=== Excerpt to read ===

SIAA co-champion
- Conference: Southern Intercollegiate Athletic Association
- Record: 10–0 (4–0 SIAA)
- Head coach: Homer Norton (2nd season);

= 1927 Centenary Gentlemen football team =

American college football season

The 1927 Centenary Gentlemen football team represented the Centenary College of Louisiana as a member of the Southern Intercollegiate Athletic Association (SIAA) during the 1927 college football season. Centenary posted an undefeated 10–0 record and beat four Southwestern Conference schools. It is one of the school's best ever teams.

=== Excerpted data ===

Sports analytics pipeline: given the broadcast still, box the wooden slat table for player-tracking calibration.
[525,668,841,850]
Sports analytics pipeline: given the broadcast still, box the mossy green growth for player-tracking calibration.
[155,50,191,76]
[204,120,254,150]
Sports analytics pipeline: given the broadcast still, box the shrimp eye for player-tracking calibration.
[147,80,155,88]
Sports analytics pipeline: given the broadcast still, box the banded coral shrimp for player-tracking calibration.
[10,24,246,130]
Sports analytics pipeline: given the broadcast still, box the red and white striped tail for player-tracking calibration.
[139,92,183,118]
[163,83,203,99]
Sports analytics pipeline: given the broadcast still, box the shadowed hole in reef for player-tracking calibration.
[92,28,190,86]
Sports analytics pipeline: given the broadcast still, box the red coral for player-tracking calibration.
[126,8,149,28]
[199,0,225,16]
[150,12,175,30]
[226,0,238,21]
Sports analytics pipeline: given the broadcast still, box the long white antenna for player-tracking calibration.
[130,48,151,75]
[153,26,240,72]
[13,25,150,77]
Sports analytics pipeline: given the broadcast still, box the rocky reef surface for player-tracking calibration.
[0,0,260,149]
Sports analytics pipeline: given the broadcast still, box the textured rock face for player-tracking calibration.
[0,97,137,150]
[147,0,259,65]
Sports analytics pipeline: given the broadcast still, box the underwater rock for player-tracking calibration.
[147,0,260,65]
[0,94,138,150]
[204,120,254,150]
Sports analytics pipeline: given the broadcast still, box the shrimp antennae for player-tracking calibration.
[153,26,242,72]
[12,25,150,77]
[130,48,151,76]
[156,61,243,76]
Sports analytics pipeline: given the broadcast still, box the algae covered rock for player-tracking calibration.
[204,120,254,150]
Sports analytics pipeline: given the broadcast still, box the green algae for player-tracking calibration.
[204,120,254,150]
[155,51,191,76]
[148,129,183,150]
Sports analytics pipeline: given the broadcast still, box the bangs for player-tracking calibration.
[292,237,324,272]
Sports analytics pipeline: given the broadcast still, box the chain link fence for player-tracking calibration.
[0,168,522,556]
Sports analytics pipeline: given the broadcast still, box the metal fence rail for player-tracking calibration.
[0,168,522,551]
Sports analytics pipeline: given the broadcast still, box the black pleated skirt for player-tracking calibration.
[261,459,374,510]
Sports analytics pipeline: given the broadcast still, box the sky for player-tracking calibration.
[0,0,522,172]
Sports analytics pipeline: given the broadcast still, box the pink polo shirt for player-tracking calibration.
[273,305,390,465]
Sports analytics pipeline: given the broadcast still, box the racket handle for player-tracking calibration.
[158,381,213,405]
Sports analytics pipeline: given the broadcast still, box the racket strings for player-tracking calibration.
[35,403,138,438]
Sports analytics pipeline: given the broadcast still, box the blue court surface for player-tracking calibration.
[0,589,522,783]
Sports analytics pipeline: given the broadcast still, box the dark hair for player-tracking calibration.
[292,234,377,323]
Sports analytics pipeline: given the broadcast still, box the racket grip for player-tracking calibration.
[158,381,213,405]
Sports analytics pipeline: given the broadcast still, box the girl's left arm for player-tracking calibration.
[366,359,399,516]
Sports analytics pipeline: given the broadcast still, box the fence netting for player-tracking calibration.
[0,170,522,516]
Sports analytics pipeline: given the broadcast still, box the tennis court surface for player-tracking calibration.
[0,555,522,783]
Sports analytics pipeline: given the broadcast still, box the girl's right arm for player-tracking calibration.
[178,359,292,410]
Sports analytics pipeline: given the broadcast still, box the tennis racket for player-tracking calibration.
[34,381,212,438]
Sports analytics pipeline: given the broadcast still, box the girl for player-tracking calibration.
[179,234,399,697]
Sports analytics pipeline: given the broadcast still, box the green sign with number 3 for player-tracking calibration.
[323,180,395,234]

===

## [Given task]
Answer these from the 1927 Centenary football text:
(a) Who was the head coach, and which season of his tenure was this?
(b) How many Southwestern Conference schools did the team beat?
(c) What was the team's record in SIAA games?
The lines that come after this text were taken from a different source.

## [Output below]
(a) Homer Norton, in his 2nd season.
(b) Four.
(c) 4–0.